Records from a collection
◆ ◆ ◆

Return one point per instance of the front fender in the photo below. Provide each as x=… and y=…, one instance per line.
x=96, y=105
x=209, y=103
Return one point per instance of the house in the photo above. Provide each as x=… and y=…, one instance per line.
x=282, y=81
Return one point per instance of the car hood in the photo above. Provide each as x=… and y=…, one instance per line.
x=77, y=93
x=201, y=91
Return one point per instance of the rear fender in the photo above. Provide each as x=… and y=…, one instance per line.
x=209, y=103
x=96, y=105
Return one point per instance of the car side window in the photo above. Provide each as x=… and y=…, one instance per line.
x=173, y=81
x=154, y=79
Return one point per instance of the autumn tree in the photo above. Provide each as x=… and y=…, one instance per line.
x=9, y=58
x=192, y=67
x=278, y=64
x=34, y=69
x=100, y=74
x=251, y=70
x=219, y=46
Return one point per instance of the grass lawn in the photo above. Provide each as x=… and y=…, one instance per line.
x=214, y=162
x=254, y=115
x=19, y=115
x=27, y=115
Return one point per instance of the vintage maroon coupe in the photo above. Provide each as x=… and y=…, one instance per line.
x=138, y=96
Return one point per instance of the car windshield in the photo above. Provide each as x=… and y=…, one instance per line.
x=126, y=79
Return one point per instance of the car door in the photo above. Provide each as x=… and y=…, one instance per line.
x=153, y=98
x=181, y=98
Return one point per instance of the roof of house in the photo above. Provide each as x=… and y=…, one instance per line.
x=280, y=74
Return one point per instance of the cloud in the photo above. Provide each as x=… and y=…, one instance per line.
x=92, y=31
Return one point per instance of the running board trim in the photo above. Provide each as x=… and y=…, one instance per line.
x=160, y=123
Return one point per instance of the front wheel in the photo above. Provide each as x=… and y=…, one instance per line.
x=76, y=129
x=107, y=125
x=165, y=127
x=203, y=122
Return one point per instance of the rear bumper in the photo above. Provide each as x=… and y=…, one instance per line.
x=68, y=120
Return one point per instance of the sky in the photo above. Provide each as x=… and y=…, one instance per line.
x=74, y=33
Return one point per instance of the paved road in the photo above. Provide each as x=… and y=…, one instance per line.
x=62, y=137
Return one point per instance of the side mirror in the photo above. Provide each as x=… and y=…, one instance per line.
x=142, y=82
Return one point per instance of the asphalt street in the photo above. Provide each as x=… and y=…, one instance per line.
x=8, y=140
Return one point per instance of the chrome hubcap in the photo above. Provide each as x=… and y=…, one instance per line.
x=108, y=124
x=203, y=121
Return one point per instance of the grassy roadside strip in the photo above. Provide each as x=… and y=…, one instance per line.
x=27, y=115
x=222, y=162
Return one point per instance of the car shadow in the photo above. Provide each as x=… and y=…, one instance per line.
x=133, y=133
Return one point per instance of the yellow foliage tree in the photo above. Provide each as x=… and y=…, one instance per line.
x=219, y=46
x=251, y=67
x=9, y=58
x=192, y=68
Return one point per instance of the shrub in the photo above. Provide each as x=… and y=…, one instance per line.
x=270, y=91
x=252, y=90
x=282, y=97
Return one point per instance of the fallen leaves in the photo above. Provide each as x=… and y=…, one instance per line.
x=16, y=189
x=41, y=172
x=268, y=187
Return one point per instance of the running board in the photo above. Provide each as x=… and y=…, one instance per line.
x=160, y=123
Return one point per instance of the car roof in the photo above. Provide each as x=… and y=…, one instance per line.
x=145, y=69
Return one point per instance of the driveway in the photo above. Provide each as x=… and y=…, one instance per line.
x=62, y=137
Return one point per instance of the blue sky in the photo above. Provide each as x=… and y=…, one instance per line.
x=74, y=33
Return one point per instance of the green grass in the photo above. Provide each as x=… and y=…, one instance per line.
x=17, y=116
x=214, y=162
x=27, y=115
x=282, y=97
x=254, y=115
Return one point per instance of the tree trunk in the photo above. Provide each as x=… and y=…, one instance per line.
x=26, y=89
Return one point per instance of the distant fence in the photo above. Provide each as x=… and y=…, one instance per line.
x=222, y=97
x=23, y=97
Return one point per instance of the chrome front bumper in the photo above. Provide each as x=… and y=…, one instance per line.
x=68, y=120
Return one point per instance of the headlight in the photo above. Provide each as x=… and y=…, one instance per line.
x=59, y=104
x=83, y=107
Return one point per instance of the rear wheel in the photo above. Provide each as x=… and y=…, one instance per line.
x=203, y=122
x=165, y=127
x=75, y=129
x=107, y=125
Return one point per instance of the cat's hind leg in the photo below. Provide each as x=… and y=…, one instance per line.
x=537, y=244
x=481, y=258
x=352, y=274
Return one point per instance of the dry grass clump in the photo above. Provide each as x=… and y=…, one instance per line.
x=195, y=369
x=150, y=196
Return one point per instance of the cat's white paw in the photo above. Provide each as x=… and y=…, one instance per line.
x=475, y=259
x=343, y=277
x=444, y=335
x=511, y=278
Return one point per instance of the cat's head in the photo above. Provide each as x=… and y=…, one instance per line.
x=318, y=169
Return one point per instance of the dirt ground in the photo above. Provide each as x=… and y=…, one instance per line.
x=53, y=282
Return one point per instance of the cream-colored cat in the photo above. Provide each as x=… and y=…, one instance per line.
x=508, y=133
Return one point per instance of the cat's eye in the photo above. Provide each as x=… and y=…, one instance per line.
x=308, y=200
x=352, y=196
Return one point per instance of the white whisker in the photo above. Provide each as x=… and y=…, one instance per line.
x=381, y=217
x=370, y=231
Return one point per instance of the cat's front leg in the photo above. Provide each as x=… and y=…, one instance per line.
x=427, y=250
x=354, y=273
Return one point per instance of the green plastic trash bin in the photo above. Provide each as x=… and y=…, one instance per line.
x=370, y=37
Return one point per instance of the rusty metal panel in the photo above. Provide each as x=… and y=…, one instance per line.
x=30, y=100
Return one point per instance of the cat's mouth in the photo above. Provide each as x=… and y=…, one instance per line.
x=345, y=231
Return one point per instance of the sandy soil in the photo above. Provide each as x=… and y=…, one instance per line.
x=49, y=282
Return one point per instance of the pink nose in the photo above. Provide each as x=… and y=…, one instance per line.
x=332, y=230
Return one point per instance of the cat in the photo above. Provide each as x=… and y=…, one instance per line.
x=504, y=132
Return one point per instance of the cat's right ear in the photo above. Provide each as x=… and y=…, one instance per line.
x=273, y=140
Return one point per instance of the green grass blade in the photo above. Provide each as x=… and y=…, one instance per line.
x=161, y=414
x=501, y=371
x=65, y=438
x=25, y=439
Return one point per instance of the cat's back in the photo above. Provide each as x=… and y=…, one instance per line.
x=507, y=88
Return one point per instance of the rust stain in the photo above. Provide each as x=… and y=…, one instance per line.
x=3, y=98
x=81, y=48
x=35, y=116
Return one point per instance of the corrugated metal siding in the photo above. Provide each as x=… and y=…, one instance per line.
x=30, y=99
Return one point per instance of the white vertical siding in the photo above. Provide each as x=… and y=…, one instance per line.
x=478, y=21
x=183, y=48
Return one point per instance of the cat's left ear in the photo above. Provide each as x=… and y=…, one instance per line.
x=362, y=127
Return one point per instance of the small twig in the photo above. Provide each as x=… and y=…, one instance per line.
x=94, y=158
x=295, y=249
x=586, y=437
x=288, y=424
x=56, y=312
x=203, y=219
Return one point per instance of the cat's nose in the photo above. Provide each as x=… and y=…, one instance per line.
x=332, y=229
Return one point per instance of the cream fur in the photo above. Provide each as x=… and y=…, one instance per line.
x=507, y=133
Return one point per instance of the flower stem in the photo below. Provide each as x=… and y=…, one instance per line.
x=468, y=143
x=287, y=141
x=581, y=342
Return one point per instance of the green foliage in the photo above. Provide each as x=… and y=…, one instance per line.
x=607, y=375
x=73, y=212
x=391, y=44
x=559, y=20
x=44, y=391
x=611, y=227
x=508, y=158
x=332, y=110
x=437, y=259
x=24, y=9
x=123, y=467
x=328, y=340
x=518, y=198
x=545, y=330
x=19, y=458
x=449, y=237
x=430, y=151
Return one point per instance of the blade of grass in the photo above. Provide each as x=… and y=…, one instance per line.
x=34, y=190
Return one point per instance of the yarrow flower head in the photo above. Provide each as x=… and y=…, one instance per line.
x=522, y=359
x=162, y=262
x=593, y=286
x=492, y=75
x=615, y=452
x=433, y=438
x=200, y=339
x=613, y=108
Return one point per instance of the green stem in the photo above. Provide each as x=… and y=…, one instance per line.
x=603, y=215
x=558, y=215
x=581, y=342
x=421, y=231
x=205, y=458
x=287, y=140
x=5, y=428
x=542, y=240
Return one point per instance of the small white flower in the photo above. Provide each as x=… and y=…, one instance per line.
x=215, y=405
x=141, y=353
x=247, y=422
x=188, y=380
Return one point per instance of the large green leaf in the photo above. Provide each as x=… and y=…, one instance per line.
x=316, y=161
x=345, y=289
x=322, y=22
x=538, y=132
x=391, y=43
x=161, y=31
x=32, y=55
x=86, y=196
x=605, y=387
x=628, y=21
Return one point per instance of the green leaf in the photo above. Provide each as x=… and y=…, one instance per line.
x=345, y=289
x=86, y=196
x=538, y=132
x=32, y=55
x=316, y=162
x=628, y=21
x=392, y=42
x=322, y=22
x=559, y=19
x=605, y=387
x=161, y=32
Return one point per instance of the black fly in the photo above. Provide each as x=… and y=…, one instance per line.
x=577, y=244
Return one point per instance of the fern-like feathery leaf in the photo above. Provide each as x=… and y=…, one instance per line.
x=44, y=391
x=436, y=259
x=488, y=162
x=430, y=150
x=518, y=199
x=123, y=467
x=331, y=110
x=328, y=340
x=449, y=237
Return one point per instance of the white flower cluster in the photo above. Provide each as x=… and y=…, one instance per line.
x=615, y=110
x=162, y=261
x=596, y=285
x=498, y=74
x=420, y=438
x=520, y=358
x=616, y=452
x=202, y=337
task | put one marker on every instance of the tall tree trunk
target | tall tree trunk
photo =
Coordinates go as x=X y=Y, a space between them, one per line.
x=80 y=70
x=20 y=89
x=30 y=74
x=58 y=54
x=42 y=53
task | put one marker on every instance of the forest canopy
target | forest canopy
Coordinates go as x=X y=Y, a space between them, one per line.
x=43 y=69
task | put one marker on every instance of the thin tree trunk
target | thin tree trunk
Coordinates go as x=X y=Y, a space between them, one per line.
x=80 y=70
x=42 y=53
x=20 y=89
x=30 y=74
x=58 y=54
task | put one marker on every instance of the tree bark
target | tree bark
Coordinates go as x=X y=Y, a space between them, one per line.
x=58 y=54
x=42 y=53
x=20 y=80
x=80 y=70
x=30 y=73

◆ ◆ ◆

Check each line above for the string "target" and show the ones that have it.

target | tall tree trunk
target | forest canopy
target | thin tree trunk
target | tree bark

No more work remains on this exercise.